Green Roof Resource

After four years, Green Roof Resource is getting a new look. I am currently updating the site for better readability and organization.

While on the topic of renewing resources, this week I came across the International Stormwater BMP Database. The resource provides data from over 300 BMP (best management practice) studies evaluating performance of these systems. While the database was initiated in 1996, I stumbled across it after reading an article in the May issue of Stormwater. “Can Stormwater BMPs reduce bacteria?” reports that bacteria counts in BMP outlets vary widely, but in general retention ponds and media filters have the potential to reduce bacteria. There is concern that vegetative swales and other similar BMPs may attract wildlife and domestic animals increasing the concentration of fecal coliform in stormwater runoff from these systems. The concentration often exceeds the standard for recreational primary contact in waterways.

It was exciting to see that green roof runoff was included in the evaluation. However, with data being obtained from only one site (Hamilton Ecoroof in Portland, Oregon), analysis of the data was limited.

:: DATA EXTRACT ::

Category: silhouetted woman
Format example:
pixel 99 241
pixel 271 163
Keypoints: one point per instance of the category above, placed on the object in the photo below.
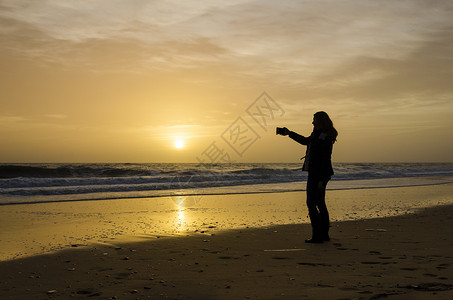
pixel 318 163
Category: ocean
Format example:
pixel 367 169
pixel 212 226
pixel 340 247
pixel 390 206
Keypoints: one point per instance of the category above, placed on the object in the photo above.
pixel 38 183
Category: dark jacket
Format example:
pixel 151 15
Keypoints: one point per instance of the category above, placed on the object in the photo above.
pixel 318 160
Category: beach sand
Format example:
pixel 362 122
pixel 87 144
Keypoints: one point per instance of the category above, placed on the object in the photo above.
pixel 407 256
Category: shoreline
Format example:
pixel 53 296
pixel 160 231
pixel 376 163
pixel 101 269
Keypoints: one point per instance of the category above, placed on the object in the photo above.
pixel 398 257
pixel 282 187
pixel 29 230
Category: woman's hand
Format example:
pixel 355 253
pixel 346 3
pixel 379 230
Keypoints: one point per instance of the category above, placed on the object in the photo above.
pixel 320 184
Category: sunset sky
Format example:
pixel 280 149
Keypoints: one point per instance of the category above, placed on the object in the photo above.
pixel 164 81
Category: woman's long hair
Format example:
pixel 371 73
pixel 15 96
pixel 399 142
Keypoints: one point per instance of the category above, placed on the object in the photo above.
pixel 326 124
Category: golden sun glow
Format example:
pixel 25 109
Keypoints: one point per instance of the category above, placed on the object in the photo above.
pixel 179 143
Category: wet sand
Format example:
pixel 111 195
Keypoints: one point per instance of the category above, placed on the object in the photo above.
pixel 395 257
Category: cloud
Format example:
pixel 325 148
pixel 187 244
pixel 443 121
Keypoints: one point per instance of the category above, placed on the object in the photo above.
pixel 259 38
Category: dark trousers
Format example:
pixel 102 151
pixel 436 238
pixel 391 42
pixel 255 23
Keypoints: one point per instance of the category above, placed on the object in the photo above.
pixel 317 209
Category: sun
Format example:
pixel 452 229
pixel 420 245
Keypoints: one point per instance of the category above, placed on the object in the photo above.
pixel 179 143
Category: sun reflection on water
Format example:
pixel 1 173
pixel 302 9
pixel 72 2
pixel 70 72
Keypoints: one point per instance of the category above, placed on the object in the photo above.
pixel 180 222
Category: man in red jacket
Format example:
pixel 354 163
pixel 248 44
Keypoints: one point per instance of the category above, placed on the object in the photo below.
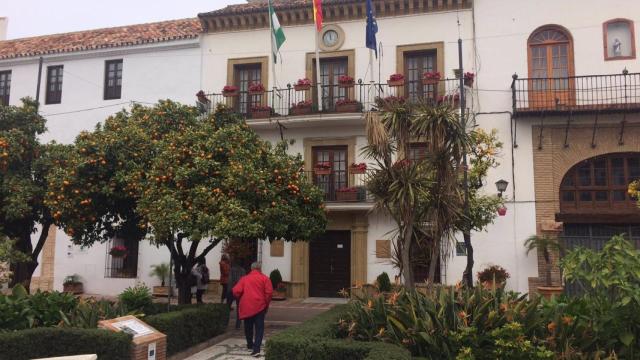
pixel 254 291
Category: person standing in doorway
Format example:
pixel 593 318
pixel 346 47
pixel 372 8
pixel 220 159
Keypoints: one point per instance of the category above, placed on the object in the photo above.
pixel 224 276
pixel 254 291
pixel 237 272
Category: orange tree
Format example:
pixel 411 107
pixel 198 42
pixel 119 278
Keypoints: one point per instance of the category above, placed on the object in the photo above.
pixel 24 162
pixel 184 182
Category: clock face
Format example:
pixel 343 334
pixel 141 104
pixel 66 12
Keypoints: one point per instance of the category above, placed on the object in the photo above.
pixel 330 38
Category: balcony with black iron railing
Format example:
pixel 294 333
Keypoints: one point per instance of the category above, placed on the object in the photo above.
pixel 614 93
pixel 347 186
pixel 354 98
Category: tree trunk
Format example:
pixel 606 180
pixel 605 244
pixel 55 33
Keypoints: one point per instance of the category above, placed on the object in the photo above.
pixel 467 276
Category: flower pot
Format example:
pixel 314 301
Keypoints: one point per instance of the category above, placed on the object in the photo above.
pixel 346 195
pixel 550 291
pixel 73 288
pixel 395 82
pixel 260 114
pixel 348 108
pixel 161 291
pixel 301 87
pixel 300 111
pixel 430 81
pixel 322 171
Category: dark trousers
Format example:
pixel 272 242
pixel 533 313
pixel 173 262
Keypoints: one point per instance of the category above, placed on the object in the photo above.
pixel 223 296
pixel 256 321
pixel 199 294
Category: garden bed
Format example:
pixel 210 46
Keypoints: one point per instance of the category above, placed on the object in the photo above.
pixel 317 339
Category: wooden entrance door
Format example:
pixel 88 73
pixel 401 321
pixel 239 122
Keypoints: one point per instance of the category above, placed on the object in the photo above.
pixel 551 69
pixel 330 264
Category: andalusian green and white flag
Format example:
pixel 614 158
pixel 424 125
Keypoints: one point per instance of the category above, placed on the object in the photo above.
pixel 277 34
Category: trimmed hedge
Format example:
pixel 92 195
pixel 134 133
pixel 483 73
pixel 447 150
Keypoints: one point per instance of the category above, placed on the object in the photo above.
pixel 189 325
pixel 48 342
pixel 316 340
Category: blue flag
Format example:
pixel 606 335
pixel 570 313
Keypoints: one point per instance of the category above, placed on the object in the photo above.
pixel 372 28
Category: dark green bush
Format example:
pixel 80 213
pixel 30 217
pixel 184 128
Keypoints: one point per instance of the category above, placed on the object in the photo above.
pixel 190 325
pixel 49 342
pixel 316 339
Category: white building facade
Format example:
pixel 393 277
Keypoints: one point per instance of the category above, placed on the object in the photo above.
pixel 568 120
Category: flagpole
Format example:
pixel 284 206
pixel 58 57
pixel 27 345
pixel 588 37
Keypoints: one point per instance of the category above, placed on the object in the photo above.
pixel 318 81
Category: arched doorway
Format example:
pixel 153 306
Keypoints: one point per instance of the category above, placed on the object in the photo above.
pixel 595 204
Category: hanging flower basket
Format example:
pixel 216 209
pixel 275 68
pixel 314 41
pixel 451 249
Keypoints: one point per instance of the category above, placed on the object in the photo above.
pixel 431 78
pixel 118 251
pixel 360 168
pixel 322 168
pixel 347 194
pixel 230 91
pixel 256 89
pixel 396 80
pixel 302 85
pixel 345 81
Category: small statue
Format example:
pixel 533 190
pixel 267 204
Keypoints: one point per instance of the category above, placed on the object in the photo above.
pixel 617 47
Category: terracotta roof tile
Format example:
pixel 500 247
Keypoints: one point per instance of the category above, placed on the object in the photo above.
pixel 101 38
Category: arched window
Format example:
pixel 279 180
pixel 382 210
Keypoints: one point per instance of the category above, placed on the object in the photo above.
pixel 599 185
pixel 550 67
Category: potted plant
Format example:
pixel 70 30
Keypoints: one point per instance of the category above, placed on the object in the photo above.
pixel 260 112
pixel 431 78
pixel 346 105
pixel 468 79
pixel 301 108
pixel 119 251
pixel 279 288
pixel 230 91
pixel 546 245
pixel 360 168
pixel 302 84
pixel 322 168
pixel 396 80
pixel 345 81
pixel 72 284
pixel 256 89
pixel 493 277
pixel 347 194
pixel 161 271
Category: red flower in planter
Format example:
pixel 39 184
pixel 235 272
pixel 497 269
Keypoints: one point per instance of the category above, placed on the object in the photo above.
pixel 396 77
pixel 256 87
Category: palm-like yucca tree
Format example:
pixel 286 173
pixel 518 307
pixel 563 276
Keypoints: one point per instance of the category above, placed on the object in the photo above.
pixel 423 195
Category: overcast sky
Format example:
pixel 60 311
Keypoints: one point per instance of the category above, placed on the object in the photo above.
pixel 42 17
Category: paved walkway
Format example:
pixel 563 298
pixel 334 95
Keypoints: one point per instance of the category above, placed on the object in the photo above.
pixel 281 315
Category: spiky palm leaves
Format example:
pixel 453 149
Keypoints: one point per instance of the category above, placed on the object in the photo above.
pixel 421 195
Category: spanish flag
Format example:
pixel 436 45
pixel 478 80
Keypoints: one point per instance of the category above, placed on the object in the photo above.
pixel 317 14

:: EXPLORE THE MATERIAL ::
**1)** In the Green Roof Resource post, which one site supplied the green roof runoff data?
**2)** Reproduce the part of the Green Roof Resource post that opens with the words containing "While on the" and closes with "contact in waterways.".
Work from the Green Roof Resource post alone, not from the rows.

:: RESPONSES PER TASK ::
**1)** Hamilton Ecoroof in Portland, Oregon.

**2)**
While on the topic of renewing resources, this week I came across the International Stormwater BMP Database. The resource provides data from over 300 BMP (best management practice) studies evaluating performance of these systems. While the database was initiated in 1996, I stumbled across it after reading an article in the May issue of Stormwater. “Can Stormwater BMPs reduce bacteria?” reports that bacteria counts in BMP outlets vary widely, but in general retention ponds and media filters have the potential to reduce bacteria. There is concern that vegetative swales and other similar BMPs may attract wildlife and domestic animals increasing the concentration of fecal coliform in stormwater runoff from these systems. The concentration often exceeds the standard for recreational primary contact in waterways.